##### FRAGMENTO #####

Nicos Poulantzas ya hizo una contribución considerable al respecto, con su trabajo “Fascismo y dictadura”, cuando puso en cuestión que las dictaduras del sur de Europa en aquellas décadas (Grecia, España y Portugal) pudieran considerarse como fascistas. Su tesis era robusta: no saber distinguir entre una dictadura militar y un régimen fascista no sólo constituye un error teórico de considerable magnitud, sino que también es un camino equivocado en la práctica política para superar tales gobiernos autoritarios.

Tomando en consideración aquellos presupuestos, cobra sentido examinar la adscripción de fascista que suele hacerse de Donald Trump y otros ejemplos de extrema derecha. Pero antes, dejemos claro el escenario cognitivo: tanto en Estados Unidos como en Europa hay grupos políticos que se reclaman directos herederos del fascismo o del nazismo alemán. En muchos casos se les reconoce como neonazis y esa expresión me parece adecuada en términos referenciales. Además, resulta innegable que esos grupos mantienen con frecuencia conexiones con los partidos de extrema derecha. Pero eso no convierte a tales partidos en fascistas propiamente tales. Y menos aún que puedan dar lugar a regímenes nazis. Tomemos el caso de Trump, por ilustrativo, ya que incluso logró ser jefe de Estado.

Una primera observación refiere a que, para el establecimiento de un régimen fascista, no sólo cuentan la ideología y los propósitos del grupo que llega al poder, sino que también cuenta poderosamente el contexto, tanto histórico como situacional. No tengo duda alguna de que, en su fase terminal, Trump tuvo en mente la posibilidad de dar un golpe de Estado. De hecho, el llamamiento a asaltar el Congreso fue un reflejo desesperado de esa idea. Pero tampoco tengo duda alguna de que el contexto del sistema político simplemente lo neutralizó. Trump no pudo, como sí hizo Hitler, reacomodar el sistema político para satisfacer sus propósitos. No fueron suficientes los grupos extremistas armados (que los hay), tampoco obtuvo la connivencia de las fuerzas armadas, ni consiguió subordinar a la mitad de la población que lo rechazaba; incluso el Partido Republicano se dividió y no hubo espació político para conformar una tercera fuerza más autoritaria, como sucedió con el partido nazi en Alemania. En suma, el pensamiento autoritario de Trump no se tradujo en la constitución de un régimen fascista.

##### LISTADO #####

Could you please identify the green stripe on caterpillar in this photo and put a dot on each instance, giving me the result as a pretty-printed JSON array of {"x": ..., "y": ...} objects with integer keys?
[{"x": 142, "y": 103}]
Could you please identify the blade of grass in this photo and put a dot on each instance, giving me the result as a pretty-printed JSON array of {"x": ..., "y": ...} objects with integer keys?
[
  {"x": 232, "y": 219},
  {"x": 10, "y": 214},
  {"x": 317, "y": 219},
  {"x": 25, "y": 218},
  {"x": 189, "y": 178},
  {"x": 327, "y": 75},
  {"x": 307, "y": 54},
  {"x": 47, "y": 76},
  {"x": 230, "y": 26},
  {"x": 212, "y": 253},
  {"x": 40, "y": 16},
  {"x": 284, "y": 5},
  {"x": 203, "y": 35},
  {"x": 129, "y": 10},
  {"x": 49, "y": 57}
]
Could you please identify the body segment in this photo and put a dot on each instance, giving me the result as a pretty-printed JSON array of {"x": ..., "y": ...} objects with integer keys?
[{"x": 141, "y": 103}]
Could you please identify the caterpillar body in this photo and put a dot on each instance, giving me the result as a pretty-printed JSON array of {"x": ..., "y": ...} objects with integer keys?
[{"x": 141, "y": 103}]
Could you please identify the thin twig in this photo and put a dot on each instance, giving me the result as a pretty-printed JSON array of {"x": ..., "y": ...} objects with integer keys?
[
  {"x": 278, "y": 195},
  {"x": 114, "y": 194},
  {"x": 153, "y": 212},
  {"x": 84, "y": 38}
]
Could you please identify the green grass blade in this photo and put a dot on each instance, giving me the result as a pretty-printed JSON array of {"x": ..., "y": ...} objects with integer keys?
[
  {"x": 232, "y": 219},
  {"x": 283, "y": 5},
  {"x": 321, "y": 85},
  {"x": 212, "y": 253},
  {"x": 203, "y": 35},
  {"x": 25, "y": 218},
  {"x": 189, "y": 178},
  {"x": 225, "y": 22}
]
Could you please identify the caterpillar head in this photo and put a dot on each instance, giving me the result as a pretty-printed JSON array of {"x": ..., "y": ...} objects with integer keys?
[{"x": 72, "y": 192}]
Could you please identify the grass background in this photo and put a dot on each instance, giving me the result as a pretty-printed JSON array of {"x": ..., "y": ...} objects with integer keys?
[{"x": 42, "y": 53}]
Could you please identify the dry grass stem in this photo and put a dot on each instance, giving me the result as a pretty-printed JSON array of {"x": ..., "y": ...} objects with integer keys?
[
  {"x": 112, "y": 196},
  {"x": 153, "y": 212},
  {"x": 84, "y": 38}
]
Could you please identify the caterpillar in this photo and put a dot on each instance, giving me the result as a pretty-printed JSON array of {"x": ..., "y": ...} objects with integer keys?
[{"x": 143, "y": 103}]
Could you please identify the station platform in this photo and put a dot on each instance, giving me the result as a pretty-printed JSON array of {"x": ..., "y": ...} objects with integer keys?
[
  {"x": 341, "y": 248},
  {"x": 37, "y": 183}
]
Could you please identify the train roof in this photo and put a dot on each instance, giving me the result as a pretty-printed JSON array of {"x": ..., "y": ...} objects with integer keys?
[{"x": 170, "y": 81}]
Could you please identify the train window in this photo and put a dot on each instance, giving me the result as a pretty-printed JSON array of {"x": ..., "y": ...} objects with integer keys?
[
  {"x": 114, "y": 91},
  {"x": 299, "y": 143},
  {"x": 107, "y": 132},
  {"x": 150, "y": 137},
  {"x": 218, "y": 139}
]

#####

• **LO QUE SE PIDE**
1. ¿Qué países del sur de Europa nombra el fragmento sobre Trump y el fascismo al referirse al trabajo de Nicos Poulantzas?
2. Prosigue el fragmento sobre Trump y el fascismo a partir de su última oración.

• **RESPUESTAS ESCRITAS**
1. Grecia, España y Portugal.

2.
Incluso en términos ideológicos, hay una diferencia sustantiva: Trump nunca propuso romper con la Constitución democrática establecida, aunque muchas de sus acciones fueran contra el espíritu de la carta magna. Y aunque parezca este un asunto menor, tiene una importancia capital: un discurso abiertamente rupturista (como el que tuvo Hitler una vez en el poder) es condición necesaria para poder amalgamar a la gran mayoría de la población contra el Estado de Derecho. Y la consecuencia para Trump ha quedado a la vista: pese a sus deseos, el sistema político constitucional ha ahogado la derivada autoritaria sin ambages. Desde luego, cabe la hipótesis de imaginar si la experiencia trumpista podría haber desembocado en un gobierno neofascista que subordinara el Estado de Derecho (incluso modificando la Constitución). Teóricamente posible, resulta difícilmente probable, porque para ello tendría que superar todos los obstáculos democráticos mencionados, incluyendo su discurso ideológico. En otras palabras, como se ha insistido, el sistema democrático estadounidense, con todos sus defectos, ha destruido ad ovo la derivada neofascista en ese país.

Un examen semejante puede hacerse en cuanto a los partidos de extrema derecha en Europa. En el caso del español Vox, esa calificación de extrema derecha me parece adecuada: su práctica y discurso es tendencialmente xenófobo, homófobo y presenta un nacionalismo acentuado. Pero enfrenta un límite insuperable: no puede ofrecer como horizonte político un régimen abiertamente autoritario, porque sabe que por ese camino reduciría al mínimo su cauce electoral. De hecho, su propuesta ideológica nace rotundamente adscrita al marco constitucional y el sistema político vigente. Mas bien se declaran defensores de la Constitución frente a los ataques de la izquierda y la extrema izquierda. Desde luego, ello no quiere decir que no existan en España grupos neonazis que hacen su aparición con rasgos violentos; y que tales grupos no tengan conexiones con el partido Vox. Pero ello no cambia el carácter sustantivo de ese partido, que resulta un buen ejemplo de un partido de extrema derecha que no puede calificarse de fascista con un mínimo rigor analítico. A menos, claro está, de que haya otros motivos para hacerlo.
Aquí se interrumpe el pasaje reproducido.